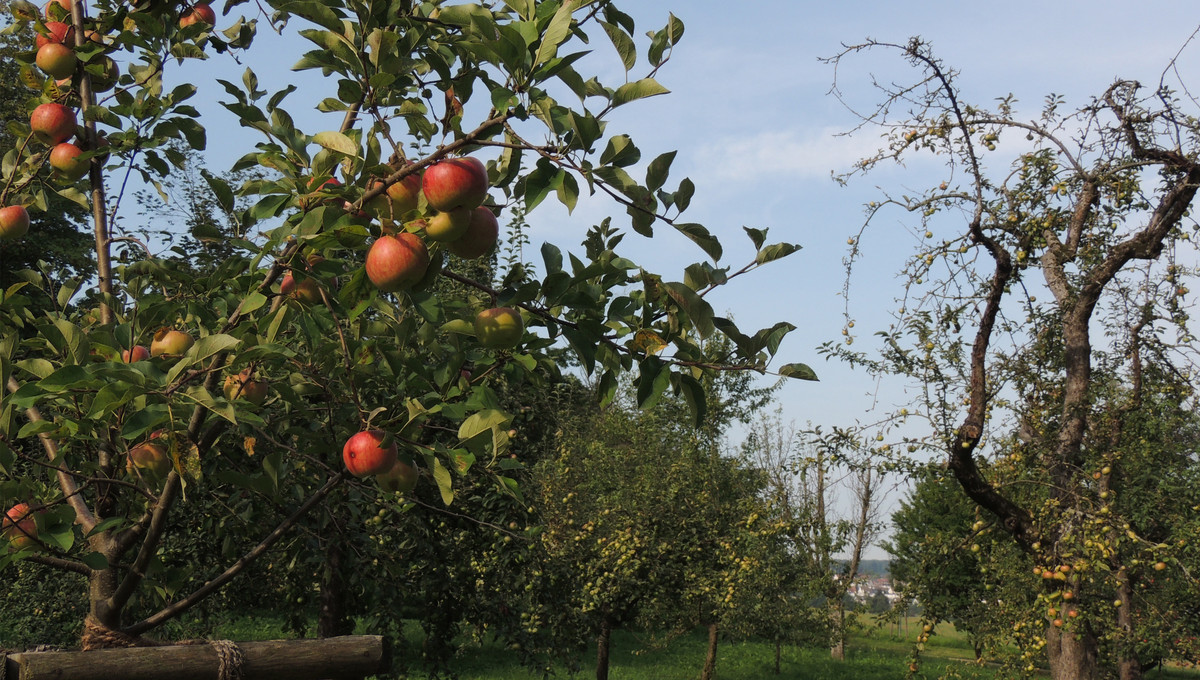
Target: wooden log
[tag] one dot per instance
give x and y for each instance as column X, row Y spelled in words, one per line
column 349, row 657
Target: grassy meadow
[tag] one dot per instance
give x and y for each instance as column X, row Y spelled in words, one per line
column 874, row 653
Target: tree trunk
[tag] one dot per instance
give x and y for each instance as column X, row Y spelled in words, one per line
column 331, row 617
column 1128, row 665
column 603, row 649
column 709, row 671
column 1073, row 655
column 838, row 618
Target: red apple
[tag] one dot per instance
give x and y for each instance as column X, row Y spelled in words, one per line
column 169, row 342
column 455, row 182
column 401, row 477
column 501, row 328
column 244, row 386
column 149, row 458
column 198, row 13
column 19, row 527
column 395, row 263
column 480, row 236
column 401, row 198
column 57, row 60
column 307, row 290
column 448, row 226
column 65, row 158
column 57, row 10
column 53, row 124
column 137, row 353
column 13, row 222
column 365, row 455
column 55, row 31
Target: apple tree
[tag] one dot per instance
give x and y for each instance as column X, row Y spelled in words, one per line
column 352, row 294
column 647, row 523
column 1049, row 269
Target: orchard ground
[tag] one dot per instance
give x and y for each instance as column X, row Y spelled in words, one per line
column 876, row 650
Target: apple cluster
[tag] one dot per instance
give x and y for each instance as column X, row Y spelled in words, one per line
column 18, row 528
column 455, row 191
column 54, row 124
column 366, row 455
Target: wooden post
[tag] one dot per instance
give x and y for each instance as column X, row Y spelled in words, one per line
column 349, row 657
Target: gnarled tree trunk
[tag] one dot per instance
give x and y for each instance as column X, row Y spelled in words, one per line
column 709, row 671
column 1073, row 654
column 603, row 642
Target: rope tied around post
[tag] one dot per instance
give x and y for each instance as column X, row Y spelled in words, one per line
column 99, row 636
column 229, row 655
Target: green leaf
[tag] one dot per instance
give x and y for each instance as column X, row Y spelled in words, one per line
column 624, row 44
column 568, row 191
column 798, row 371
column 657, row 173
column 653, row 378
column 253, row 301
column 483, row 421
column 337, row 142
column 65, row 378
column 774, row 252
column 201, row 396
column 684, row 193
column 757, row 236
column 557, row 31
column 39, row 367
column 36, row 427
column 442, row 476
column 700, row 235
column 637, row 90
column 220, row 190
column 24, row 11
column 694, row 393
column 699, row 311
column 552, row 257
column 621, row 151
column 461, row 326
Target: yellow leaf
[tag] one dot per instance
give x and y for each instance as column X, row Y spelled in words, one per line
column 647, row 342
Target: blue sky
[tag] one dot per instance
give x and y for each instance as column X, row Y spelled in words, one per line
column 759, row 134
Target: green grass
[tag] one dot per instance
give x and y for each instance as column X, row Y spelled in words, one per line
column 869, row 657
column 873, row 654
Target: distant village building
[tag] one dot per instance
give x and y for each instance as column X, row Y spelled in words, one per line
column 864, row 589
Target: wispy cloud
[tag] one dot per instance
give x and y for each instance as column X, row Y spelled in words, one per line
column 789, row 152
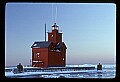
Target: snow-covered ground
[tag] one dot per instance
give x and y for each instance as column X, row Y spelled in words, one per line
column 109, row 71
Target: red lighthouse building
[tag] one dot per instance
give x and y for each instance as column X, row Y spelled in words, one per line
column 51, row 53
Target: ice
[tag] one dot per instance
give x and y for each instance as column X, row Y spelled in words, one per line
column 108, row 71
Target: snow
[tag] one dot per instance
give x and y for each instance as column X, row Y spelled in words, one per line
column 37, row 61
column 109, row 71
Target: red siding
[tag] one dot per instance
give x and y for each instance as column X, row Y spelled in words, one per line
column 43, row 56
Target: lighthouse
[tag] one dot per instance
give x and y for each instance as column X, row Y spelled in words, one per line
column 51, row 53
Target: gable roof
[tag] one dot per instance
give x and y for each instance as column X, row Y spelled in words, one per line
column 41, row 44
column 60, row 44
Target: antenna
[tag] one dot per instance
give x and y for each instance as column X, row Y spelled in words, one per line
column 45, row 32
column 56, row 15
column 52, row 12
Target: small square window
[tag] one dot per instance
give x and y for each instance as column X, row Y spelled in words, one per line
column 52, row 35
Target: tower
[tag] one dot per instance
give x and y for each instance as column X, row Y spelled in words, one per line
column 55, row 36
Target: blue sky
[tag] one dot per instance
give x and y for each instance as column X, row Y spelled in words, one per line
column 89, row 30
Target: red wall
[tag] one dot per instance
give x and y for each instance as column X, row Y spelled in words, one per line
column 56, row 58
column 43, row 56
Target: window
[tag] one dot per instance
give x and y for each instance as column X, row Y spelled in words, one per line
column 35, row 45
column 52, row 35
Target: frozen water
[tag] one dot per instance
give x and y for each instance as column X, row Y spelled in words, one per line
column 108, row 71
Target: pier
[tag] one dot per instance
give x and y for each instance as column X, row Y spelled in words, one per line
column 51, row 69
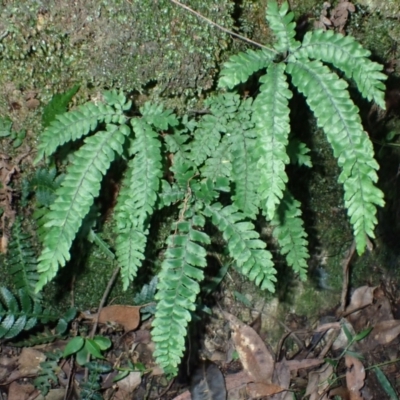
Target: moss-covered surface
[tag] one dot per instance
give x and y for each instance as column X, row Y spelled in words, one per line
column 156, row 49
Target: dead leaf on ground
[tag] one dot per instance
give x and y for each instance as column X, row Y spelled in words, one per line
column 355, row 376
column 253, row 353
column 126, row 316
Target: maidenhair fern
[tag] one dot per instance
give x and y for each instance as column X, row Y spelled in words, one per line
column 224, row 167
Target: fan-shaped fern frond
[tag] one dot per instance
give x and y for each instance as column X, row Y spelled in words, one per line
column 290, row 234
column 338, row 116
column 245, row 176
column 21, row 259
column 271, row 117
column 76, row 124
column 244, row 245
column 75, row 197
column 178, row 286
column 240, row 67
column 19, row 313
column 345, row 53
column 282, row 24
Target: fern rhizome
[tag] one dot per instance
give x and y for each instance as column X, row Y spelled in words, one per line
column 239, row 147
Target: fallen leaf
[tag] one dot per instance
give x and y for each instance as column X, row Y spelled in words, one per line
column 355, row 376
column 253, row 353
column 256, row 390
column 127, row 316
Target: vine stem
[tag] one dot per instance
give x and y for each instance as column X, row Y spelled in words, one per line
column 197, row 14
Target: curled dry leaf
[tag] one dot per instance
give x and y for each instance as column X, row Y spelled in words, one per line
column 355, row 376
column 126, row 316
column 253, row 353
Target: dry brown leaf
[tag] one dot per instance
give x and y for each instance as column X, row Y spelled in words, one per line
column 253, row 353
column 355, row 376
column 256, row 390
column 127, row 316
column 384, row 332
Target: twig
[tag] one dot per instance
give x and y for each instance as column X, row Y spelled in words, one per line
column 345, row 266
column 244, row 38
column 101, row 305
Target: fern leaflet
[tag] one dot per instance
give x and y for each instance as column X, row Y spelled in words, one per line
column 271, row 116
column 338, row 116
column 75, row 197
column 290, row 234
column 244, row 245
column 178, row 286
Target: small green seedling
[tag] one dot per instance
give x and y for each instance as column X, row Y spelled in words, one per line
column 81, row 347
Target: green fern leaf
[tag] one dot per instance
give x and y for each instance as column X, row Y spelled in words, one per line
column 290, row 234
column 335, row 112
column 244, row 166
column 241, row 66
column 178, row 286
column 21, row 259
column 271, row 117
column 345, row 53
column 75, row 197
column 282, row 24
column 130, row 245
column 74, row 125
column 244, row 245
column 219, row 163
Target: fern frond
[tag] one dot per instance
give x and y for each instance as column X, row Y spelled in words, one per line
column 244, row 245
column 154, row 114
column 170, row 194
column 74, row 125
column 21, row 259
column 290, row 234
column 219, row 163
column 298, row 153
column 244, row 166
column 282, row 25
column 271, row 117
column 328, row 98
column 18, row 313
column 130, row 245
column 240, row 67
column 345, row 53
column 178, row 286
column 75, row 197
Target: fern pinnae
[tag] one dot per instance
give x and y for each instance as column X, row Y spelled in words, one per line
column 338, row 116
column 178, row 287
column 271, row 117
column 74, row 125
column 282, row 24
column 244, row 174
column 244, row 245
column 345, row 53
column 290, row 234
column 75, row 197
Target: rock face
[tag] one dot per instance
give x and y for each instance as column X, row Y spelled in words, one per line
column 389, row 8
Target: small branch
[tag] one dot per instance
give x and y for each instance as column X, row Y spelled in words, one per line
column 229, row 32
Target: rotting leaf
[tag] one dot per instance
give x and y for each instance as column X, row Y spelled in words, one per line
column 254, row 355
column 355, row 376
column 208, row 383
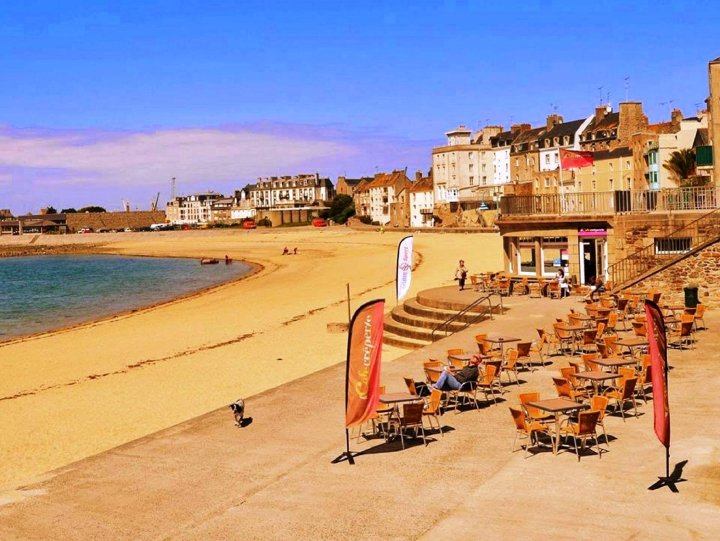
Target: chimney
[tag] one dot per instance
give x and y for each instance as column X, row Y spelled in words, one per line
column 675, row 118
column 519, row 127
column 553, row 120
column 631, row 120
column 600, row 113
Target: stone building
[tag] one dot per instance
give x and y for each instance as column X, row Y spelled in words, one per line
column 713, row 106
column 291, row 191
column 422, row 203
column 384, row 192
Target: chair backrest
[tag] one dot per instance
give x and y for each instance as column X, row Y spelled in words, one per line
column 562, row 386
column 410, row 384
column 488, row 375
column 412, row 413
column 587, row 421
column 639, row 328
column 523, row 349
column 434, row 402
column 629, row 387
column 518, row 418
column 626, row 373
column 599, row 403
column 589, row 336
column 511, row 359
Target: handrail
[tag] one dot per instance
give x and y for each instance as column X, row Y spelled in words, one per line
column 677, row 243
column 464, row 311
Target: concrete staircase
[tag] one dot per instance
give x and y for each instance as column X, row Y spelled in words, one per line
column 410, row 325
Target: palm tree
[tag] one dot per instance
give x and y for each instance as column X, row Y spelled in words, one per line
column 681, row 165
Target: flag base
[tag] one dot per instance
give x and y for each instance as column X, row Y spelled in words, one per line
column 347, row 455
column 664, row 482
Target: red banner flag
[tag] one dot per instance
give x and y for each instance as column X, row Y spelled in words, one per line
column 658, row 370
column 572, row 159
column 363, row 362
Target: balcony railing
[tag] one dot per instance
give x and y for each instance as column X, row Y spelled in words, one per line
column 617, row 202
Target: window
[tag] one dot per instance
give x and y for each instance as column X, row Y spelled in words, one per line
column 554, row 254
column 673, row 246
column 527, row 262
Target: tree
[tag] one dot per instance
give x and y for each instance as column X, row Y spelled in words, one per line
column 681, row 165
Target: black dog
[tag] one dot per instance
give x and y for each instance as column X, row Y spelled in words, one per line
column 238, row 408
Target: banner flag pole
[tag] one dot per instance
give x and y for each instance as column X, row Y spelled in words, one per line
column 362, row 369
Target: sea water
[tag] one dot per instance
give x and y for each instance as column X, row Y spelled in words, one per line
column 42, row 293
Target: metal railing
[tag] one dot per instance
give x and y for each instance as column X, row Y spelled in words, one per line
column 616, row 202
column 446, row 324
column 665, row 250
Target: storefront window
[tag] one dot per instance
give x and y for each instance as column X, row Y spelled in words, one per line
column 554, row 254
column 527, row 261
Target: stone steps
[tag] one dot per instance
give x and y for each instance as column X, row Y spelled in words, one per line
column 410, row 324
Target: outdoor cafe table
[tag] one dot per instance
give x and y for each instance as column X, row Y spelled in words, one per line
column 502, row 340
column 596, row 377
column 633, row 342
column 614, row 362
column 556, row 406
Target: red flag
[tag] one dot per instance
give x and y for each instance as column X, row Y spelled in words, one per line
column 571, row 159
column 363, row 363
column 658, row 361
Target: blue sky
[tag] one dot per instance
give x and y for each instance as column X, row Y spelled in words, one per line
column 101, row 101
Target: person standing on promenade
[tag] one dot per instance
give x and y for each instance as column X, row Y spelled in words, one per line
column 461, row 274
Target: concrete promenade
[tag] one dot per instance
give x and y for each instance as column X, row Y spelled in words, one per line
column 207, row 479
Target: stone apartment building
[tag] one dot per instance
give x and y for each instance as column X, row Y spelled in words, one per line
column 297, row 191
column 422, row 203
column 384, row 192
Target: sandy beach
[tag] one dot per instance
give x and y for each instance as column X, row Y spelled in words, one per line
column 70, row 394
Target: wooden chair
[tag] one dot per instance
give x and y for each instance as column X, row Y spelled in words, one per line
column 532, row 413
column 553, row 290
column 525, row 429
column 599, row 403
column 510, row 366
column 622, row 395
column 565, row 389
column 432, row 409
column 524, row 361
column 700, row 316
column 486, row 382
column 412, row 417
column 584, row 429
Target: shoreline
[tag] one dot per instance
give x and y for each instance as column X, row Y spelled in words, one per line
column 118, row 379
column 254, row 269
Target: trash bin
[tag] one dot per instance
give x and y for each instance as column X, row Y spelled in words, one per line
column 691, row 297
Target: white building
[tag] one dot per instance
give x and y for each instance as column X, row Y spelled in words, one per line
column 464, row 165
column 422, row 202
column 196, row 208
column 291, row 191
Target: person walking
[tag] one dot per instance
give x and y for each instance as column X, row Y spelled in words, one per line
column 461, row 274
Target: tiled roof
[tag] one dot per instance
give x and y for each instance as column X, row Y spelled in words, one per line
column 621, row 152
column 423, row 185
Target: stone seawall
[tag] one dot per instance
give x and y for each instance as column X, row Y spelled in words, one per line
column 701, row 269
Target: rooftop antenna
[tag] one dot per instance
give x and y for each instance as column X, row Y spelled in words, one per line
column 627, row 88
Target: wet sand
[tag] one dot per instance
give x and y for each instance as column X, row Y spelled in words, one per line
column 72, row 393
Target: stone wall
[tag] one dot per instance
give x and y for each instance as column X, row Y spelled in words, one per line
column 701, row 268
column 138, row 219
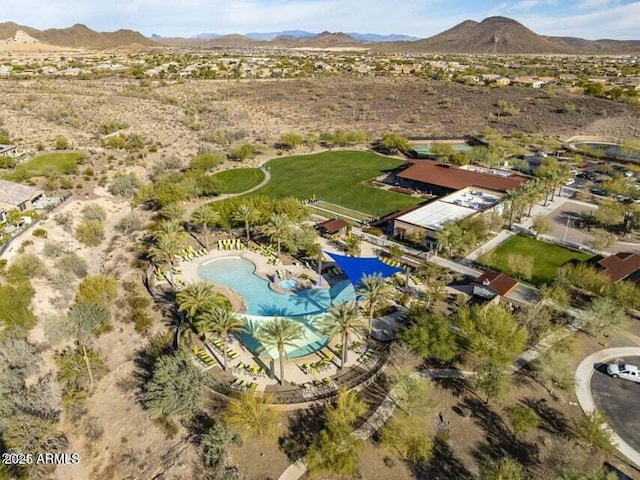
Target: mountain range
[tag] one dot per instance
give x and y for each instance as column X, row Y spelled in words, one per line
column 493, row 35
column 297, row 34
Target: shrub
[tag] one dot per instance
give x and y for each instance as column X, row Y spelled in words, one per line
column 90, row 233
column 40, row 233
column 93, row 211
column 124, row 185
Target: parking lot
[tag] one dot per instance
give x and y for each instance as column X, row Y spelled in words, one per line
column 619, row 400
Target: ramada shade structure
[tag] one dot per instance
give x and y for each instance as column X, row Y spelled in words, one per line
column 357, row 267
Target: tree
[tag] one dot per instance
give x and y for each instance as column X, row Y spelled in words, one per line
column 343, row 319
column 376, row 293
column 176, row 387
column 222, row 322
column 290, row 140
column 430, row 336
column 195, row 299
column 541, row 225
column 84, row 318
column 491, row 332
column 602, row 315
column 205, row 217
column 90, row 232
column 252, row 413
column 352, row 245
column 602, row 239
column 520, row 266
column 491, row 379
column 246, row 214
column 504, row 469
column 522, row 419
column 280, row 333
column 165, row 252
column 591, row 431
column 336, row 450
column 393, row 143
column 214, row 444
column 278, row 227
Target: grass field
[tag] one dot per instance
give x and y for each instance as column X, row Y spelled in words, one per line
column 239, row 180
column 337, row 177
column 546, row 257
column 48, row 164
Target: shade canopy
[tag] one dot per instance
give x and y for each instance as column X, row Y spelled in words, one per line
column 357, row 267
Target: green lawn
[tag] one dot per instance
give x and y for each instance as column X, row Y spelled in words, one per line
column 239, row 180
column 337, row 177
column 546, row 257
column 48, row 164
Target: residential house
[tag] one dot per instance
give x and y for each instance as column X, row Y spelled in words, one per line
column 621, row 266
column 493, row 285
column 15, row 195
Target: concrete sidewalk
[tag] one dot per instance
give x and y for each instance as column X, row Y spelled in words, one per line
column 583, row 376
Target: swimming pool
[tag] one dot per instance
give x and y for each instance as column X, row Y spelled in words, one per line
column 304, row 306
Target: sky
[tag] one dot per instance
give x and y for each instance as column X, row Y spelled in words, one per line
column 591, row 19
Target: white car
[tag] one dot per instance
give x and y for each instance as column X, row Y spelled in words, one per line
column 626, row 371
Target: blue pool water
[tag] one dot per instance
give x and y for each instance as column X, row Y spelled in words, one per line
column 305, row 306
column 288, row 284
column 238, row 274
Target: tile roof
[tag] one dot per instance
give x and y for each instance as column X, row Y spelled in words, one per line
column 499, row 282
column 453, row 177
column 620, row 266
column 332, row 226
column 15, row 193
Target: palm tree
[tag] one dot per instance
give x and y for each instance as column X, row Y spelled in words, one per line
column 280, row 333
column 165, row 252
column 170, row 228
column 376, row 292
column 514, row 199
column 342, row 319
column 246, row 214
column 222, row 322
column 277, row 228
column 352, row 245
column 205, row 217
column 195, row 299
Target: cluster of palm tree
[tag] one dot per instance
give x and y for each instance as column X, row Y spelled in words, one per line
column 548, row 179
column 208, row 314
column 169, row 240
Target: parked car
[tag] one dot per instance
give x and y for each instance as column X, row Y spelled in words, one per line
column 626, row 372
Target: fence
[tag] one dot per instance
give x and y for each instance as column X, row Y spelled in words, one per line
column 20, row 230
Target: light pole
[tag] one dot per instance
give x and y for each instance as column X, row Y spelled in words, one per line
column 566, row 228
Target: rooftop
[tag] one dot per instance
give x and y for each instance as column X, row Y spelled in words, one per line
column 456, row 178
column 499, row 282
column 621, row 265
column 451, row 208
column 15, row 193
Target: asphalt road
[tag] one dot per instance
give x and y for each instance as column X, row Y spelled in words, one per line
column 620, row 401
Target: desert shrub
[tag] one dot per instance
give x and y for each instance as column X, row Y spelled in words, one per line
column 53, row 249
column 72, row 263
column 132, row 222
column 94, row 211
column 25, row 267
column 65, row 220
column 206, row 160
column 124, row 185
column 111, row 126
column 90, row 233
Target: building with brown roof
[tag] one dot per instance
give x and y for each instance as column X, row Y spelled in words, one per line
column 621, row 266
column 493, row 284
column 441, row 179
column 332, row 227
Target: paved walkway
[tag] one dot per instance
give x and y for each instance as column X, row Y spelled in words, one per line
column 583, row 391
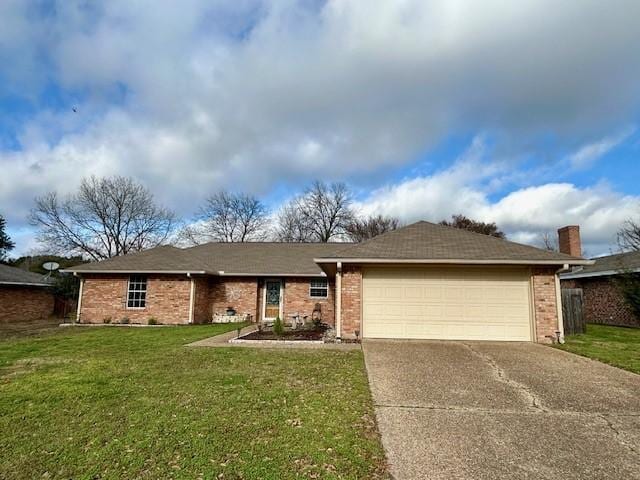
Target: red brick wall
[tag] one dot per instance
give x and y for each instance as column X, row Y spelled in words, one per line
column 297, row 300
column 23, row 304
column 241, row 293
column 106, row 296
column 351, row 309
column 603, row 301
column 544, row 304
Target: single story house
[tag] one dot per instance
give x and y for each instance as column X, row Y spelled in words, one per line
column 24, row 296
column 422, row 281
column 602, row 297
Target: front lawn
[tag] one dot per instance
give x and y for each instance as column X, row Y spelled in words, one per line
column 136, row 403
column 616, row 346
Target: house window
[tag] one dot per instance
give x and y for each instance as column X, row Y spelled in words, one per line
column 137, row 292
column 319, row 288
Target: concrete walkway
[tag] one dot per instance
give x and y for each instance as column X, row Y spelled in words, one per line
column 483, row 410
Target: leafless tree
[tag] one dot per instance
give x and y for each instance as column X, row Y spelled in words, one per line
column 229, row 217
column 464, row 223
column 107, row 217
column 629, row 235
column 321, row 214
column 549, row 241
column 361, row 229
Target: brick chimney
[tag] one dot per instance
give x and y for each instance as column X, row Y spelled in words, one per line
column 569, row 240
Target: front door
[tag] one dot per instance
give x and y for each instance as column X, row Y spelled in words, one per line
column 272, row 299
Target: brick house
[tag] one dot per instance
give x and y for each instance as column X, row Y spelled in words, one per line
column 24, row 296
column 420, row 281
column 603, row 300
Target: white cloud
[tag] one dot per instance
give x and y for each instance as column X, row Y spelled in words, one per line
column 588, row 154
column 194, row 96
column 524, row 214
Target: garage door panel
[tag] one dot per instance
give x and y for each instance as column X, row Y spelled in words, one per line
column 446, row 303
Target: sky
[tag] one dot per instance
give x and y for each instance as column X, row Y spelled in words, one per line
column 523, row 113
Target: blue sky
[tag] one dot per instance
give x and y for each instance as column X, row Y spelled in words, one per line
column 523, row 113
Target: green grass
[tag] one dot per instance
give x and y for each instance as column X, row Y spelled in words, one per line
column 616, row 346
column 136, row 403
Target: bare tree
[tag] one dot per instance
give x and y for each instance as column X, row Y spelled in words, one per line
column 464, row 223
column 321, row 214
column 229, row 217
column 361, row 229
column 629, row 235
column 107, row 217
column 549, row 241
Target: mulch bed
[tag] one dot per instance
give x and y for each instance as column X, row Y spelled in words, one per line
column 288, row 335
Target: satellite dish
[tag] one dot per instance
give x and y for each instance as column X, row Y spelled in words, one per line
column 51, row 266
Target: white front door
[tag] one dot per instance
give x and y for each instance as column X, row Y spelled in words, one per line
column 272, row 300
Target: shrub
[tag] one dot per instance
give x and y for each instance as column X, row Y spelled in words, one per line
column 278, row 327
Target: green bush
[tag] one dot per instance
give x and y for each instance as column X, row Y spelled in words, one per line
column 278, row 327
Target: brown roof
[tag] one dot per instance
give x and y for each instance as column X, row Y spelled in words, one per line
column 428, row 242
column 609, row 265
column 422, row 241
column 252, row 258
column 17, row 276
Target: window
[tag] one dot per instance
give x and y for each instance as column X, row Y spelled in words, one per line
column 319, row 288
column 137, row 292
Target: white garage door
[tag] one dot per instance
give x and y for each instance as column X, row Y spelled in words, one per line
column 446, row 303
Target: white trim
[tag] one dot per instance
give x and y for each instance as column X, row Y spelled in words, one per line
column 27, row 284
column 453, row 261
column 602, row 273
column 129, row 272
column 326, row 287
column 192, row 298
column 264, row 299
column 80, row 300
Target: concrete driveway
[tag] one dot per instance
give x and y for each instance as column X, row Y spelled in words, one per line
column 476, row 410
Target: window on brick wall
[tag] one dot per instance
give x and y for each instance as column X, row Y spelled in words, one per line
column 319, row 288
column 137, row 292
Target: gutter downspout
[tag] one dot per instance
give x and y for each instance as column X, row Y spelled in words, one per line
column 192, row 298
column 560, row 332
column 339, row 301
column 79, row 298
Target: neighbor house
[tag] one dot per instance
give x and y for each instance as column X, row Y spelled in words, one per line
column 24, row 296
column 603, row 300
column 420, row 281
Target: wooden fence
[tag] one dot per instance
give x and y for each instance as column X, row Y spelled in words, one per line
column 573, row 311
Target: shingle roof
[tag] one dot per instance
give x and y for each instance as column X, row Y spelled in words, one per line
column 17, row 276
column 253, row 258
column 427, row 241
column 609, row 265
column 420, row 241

*-*-*

(Goal of the exercise) Throughout the material above, find lines holding the word "ground", then copy them.

(Your response)
Target: orchard ground
Target: snow-covered ground
Target: dead leaf on ground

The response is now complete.